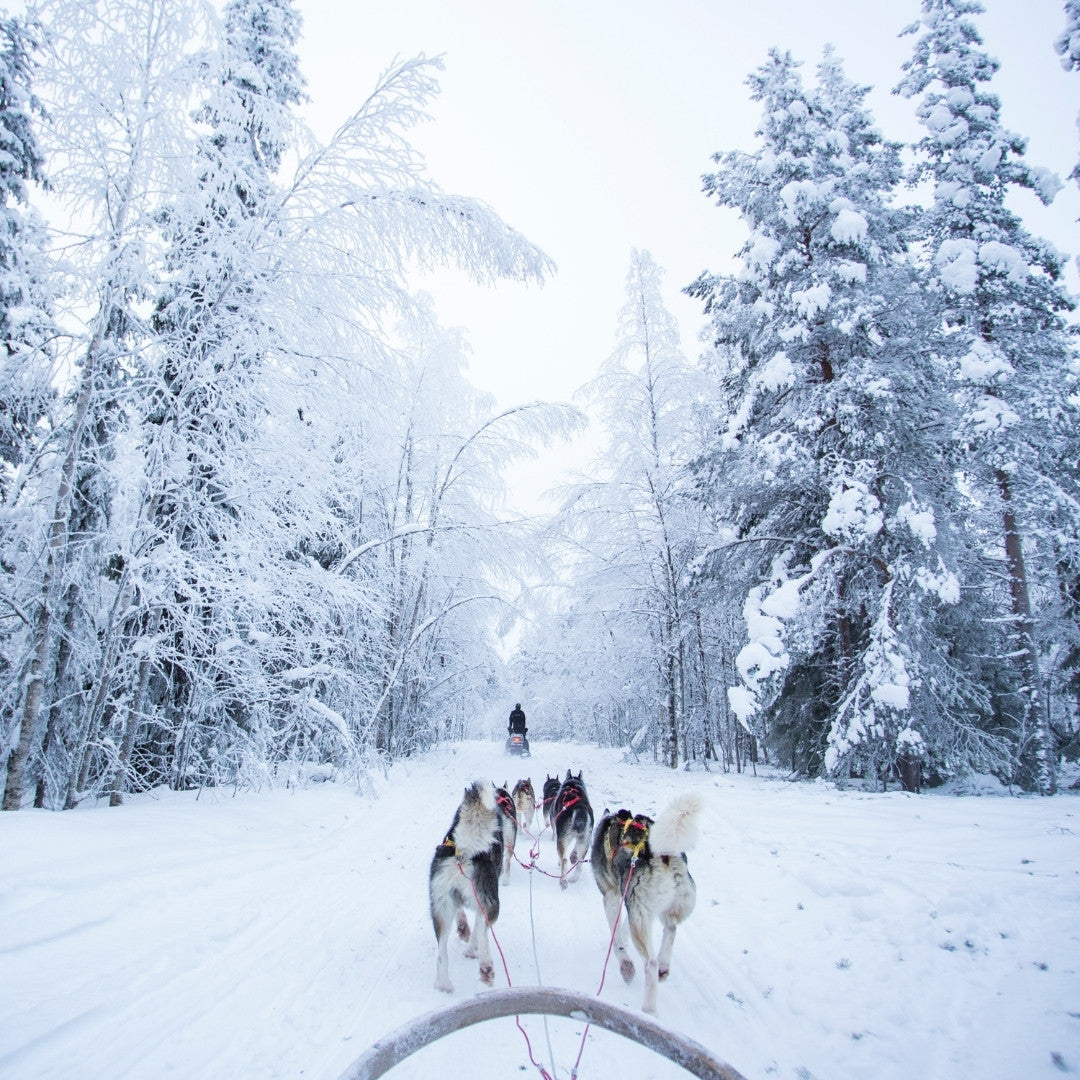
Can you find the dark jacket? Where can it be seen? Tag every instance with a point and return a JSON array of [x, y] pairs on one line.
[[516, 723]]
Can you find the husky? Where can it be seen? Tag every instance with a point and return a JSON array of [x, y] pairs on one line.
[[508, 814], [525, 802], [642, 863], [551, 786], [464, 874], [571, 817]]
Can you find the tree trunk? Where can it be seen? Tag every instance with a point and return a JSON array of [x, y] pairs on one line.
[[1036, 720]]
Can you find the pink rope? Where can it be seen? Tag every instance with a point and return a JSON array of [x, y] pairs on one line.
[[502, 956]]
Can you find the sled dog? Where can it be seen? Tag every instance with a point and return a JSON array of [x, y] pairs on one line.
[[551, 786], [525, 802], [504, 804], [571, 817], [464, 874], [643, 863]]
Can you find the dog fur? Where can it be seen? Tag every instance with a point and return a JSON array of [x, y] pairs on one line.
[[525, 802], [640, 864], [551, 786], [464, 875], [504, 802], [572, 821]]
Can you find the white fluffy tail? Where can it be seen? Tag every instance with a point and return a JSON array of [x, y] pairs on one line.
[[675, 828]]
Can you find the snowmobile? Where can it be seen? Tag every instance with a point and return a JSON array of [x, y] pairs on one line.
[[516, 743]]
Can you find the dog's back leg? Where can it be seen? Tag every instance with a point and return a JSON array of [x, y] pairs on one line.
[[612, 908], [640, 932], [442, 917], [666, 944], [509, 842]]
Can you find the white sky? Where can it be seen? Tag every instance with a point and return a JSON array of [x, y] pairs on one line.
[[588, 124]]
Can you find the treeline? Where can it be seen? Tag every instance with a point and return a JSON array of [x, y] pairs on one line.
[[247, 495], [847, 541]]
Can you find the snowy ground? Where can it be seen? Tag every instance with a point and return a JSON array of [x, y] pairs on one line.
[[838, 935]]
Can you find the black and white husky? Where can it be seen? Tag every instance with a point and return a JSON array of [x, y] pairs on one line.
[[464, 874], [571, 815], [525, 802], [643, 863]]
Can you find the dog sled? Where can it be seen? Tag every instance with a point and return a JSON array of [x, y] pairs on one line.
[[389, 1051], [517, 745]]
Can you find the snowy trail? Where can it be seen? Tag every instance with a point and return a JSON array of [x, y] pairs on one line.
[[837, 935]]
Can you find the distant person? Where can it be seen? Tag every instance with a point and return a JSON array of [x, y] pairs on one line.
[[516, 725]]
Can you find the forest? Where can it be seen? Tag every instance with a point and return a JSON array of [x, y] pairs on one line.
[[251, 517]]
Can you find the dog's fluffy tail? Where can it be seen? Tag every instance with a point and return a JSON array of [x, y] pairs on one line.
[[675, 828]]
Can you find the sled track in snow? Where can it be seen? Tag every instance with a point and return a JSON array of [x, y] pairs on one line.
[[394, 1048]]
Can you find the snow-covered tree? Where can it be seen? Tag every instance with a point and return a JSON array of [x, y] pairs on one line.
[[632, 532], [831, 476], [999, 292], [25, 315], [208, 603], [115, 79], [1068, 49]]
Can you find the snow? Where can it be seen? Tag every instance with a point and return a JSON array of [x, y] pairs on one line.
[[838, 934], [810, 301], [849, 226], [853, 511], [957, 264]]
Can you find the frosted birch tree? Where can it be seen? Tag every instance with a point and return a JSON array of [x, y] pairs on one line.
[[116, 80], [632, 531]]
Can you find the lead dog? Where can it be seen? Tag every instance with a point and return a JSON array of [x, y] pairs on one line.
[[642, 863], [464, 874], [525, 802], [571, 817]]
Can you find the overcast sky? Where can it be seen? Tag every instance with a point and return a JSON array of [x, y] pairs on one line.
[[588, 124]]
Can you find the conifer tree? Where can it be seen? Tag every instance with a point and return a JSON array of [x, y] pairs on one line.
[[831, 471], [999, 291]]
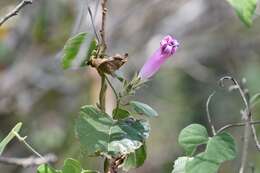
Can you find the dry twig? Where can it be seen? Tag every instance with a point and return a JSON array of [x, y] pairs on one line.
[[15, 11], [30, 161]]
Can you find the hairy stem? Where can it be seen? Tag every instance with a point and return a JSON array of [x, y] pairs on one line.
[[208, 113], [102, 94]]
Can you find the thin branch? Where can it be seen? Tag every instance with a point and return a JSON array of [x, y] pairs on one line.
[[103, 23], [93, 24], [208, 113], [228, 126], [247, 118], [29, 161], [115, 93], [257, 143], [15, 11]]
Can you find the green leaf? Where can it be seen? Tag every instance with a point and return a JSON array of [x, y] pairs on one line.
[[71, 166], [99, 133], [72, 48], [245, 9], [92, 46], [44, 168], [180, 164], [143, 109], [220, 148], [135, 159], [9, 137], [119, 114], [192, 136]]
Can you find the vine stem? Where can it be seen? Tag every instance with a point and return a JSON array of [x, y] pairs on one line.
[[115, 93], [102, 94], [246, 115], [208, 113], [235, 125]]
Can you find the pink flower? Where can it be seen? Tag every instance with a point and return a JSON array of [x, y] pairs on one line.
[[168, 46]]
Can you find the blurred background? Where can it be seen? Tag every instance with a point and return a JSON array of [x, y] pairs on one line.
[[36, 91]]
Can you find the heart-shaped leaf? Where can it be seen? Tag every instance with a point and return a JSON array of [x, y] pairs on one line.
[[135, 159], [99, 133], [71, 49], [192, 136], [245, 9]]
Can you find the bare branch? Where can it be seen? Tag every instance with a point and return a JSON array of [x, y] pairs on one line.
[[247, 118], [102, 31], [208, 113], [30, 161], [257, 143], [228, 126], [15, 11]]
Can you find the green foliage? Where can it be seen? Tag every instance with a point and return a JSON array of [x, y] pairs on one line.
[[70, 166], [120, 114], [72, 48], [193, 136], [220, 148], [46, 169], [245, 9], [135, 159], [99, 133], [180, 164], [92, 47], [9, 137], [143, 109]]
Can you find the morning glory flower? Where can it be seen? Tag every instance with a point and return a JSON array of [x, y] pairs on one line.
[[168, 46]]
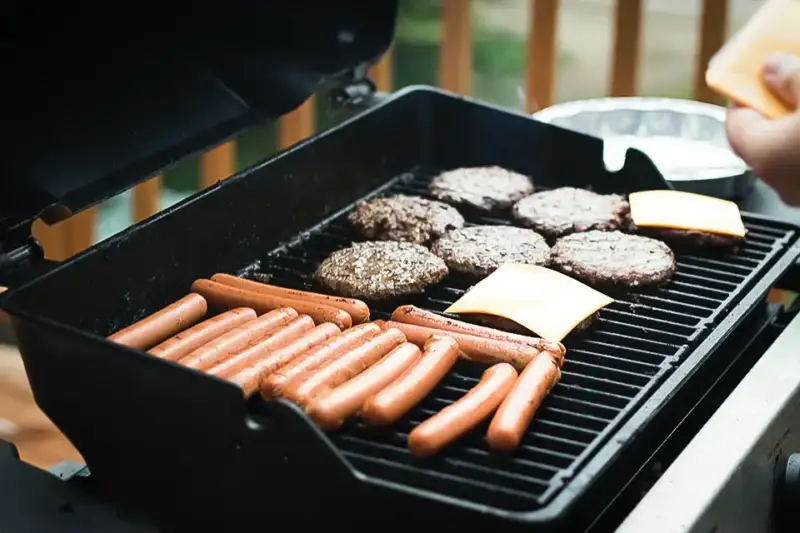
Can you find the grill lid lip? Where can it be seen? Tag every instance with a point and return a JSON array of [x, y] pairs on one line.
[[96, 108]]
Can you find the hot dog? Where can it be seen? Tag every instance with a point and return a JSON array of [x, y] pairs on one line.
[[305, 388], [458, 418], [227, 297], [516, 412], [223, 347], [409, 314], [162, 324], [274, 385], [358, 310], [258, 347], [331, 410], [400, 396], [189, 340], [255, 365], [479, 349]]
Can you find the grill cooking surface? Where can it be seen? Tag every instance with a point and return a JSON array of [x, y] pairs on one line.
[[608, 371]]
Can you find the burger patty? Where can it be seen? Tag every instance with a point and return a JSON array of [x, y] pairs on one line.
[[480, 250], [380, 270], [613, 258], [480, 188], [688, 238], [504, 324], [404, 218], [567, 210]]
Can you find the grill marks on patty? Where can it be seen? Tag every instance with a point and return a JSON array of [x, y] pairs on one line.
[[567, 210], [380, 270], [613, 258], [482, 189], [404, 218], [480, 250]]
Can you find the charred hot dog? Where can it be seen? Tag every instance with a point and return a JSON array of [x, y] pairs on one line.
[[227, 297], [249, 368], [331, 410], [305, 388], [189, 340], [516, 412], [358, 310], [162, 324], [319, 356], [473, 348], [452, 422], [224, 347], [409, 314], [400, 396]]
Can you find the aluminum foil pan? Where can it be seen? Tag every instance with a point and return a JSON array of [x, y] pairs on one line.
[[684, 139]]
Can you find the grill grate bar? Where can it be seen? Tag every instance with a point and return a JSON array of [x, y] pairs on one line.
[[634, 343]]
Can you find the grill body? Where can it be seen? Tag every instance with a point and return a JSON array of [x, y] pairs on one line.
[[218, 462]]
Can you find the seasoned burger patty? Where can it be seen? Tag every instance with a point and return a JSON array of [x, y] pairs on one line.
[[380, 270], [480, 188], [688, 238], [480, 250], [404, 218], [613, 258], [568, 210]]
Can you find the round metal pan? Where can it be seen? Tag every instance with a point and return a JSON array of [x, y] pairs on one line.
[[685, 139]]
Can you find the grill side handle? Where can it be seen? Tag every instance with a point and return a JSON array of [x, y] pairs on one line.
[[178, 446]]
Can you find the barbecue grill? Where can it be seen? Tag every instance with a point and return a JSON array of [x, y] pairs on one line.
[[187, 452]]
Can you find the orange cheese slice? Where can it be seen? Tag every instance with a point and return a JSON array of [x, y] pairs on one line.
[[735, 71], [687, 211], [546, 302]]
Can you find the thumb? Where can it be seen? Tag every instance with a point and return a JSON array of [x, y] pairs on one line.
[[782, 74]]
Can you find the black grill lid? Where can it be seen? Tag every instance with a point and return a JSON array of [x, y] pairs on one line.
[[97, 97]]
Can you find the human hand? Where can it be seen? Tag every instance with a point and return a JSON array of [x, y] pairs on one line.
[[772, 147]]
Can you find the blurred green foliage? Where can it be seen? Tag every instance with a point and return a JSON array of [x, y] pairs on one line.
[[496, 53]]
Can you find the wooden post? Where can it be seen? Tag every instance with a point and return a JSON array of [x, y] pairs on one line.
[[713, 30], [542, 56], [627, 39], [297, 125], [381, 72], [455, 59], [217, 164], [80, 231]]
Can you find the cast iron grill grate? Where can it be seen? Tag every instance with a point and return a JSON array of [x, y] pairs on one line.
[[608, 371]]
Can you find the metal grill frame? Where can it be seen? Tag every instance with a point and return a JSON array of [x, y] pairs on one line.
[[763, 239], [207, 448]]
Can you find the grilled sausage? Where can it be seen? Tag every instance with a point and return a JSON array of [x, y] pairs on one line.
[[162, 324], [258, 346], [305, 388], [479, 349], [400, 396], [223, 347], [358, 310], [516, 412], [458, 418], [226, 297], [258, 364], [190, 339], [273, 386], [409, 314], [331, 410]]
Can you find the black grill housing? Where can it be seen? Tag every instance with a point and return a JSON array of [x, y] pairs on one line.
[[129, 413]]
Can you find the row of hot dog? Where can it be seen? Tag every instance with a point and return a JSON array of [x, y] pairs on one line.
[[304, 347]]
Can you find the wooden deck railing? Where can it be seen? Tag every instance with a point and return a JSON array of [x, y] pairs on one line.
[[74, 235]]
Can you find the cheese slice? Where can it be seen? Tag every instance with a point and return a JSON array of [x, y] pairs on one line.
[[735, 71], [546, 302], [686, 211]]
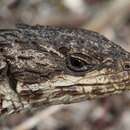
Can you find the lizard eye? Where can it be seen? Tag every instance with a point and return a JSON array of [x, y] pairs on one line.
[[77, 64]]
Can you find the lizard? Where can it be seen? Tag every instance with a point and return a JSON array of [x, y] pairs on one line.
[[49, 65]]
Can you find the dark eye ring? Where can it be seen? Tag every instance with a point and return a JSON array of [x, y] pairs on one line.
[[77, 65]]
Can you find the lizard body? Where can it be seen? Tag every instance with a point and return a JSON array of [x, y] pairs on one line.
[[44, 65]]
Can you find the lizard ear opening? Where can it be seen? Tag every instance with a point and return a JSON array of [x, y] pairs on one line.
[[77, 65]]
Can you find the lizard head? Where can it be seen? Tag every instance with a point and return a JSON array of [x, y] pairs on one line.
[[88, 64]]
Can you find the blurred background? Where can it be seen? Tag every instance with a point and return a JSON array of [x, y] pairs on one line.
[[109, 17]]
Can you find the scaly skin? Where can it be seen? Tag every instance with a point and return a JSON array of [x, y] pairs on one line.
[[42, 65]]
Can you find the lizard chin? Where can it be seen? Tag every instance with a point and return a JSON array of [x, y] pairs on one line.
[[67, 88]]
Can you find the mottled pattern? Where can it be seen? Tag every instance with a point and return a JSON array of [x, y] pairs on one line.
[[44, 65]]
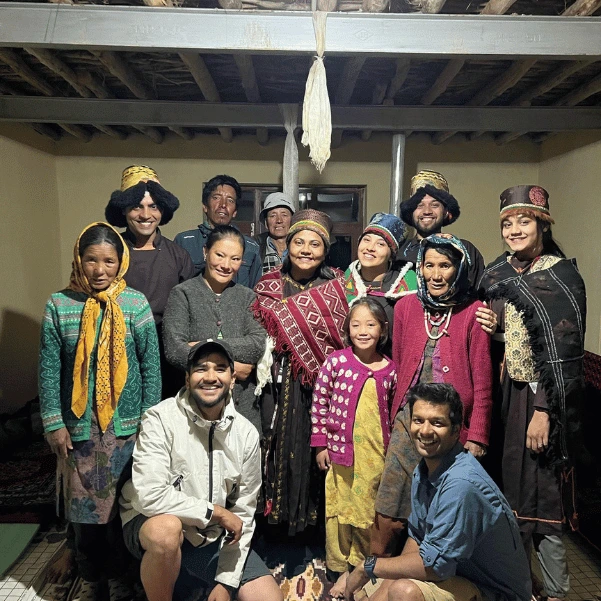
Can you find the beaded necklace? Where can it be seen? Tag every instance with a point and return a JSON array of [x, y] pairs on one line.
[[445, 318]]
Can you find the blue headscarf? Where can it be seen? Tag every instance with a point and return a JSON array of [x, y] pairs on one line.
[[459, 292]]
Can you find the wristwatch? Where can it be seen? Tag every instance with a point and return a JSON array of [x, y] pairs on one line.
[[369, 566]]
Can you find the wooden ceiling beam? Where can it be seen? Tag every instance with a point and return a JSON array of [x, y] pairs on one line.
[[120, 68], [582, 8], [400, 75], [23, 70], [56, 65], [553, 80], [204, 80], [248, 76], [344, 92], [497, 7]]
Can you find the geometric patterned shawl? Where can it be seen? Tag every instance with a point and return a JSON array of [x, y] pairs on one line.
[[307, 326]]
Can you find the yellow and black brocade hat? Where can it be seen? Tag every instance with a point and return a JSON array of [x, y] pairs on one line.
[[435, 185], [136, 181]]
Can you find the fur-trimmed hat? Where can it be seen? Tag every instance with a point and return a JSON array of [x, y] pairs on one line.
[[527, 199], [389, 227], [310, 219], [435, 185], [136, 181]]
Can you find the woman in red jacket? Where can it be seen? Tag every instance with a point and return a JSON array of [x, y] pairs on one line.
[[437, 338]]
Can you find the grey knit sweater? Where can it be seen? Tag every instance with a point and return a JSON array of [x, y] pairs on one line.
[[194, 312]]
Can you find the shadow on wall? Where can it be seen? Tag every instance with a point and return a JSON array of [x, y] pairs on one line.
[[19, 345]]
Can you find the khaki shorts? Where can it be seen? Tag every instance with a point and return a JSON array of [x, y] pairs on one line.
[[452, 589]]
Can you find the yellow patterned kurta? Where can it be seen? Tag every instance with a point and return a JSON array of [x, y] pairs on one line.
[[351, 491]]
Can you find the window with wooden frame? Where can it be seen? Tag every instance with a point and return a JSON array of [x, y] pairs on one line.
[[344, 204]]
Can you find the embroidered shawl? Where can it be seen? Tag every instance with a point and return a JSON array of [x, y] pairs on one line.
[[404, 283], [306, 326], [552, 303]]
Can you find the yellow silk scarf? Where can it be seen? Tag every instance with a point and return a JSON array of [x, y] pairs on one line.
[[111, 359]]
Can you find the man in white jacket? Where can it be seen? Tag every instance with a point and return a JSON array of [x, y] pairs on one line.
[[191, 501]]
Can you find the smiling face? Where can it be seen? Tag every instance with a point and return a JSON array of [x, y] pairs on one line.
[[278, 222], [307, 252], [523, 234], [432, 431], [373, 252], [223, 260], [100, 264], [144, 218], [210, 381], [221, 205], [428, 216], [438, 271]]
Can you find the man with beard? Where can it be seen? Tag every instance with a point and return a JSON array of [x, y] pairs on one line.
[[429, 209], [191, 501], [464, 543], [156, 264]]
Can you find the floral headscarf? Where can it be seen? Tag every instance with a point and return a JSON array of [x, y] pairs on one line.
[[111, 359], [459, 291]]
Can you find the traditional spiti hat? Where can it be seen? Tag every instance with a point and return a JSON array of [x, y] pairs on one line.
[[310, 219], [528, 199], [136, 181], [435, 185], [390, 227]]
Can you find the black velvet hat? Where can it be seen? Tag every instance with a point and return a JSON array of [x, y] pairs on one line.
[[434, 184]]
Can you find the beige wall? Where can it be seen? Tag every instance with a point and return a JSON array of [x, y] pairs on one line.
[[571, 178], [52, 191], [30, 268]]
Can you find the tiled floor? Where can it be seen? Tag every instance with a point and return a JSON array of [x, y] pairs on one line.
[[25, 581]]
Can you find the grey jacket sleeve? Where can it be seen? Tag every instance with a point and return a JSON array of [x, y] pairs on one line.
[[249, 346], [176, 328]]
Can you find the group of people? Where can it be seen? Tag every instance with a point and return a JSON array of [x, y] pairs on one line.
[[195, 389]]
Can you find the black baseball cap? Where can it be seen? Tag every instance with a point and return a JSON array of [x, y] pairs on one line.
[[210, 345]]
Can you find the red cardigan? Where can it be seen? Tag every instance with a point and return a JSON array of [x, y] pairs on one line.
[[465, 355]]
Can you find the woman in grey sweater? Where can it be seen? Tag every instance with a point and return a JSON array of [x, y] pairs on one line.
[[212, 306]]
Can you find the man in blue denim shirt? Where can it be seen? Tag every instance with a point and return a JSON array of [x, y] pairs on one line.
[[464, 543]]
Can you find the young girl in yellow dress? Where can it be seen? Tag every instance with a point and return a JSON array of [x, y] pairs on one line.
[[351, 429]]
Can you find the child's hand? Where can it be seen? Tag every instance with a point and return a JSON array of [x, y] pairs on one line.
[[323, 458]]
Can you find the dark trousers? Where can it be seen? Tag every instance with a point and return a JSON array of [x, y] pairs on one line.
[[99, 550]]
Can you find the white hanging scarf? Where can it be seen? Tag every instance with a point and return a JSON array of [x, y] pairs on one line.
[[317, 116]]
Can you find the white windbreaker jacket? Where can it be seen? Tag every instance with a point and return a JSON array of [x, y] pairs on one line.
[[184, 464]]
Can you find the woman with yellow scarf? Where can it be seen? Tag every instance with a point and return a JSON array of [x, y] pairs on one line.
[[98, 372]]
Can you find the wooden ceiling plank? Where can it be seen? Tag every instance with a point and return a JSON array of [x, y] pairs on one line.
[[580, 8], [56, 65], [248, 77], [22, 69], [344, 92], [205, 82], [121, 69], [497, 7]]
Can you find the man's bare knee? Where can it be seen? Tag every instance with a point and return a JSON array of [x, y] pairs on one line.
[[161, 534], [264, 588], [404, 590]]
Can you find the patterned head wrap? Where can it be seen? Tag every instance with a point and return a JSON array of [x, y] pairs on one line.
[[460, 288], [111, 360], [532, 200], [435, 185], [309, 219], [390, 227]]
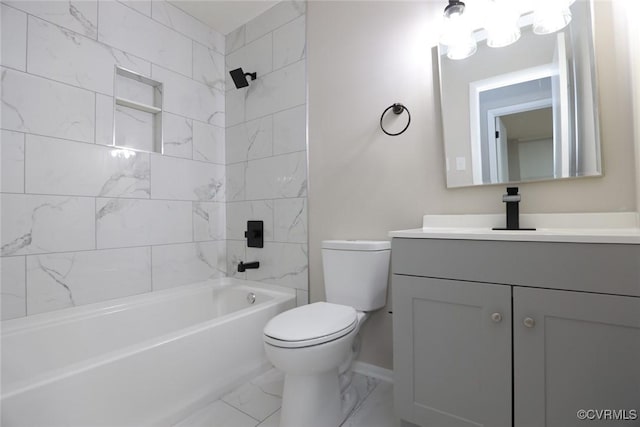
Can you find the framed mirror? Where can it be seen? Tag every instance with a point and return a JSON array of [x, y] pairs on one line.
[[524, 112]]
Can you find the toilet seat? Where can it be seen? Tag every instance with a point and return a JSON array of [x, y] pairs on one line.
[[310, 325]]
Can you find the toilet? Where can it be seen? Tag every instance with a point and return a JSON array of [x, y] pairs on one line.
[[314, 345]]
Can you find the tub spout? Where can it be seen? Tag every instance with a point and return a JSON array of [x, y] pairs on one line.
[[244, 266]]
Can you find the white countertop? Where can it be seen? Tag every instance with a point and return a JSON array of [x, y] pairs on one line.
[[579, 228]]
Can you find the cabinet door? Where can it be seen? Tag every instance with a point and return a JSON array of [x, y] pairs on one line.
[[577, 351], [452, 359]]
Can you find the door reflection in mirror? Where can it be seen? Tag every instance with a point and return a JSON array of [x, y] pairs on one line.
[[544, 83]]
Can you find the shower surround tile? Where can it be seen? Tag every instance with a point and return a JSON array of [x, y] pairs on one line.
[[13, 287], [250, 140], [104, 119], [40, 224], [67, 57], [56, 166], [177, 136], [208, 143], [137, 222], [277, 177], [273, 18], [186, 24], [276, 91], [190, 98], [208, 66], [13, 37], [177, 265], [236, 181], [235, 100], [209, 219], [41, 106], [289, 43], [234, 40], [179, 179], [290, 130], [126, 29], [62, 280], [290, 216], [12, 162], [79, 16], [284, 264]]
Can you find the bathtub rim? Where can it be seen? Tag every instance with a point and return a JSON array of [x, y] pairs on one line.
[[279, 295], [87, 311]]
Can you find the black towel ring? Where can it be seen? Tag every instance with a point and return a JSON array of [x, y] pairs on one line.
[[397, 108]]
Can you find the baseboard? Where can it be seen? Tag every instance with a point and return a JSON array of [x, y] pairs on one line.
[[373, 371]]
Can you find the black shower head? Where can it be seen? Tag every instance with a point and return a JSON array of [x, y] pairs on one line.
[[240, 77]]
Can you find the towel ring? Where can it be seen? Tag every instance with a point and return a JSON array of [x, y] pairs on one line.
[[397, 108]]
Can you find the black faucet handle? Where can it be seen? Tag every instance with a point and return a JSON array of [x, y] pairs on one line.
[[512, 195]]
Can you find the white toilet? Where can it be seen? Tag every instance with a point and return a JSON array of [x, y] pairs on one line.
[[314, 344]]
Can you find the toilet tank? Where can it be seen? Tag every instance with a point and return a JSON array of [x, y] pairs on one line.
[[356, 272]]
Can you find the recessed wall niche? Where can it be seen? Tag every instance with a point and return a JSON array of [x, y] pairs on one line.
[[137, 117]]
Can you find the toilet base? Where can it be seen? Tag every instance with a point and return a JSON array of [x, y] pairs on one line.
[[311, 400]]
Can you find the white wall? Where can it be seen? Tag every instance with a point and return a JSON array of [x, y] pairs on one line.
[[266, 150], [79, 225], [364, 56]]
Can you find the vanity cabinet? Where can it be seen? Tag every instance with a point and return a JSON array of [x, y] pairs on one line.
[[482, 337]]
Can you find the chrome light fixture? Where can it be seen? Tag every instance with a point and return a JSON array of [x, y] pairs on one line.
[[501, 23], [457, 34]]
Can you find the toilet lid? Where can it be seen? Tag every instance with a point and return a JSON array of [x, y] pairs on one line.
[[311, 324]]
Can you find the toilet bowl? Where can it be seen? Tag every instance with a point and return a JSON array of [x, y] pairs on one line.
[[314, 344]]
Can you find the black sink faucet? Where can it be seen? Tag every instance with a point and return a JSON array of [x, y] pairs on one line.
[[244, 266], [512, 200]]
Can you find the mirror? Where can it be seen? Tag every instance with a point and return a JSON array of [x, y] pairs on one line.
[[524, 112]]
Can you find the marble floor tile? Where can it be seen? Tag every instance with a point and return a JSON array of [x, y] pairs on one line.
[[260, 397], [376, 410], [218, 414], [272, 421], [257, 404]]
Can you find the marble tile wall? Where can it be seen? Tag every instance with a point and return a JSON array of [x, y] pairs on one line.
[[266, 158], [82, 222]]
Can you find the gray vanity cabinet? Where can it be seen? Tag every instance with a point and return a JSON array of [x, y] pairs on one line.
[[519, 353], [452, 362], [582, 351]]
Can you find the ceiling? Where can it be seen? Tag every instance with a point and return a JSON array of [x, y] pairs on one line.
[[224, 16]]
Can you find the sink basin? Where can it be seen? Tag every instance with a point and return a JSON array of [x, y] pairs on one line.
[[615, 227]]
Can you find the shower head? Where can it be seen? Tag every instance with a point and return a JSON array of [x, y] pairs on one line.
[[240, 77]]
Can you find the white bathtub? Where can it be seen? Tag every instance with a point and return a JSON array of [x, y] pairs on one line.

§ **TASK TO CARRY OUT**
Convert the records, starting with the line that contains "Can you find the burger" and going on through the line that contains "218], [567, 210]]", into a Markdown table with the columns Row and Text. Number each line in Row, put the line itself in Text, and leave out any blank lines.

§ **RESPONSE TO THIS TASK**
| Row | Text |
|---|---|
| 1 | Can you find the burger patty? Where can it be seen? Tag every instance with a point and return a JSON array of [x, y] pairs on one line. |
| 2 | [[480, 250], [380, 270], [613, 258], [480, 188], [688, 238], [504, 324], [404, 218], [567, 210]] |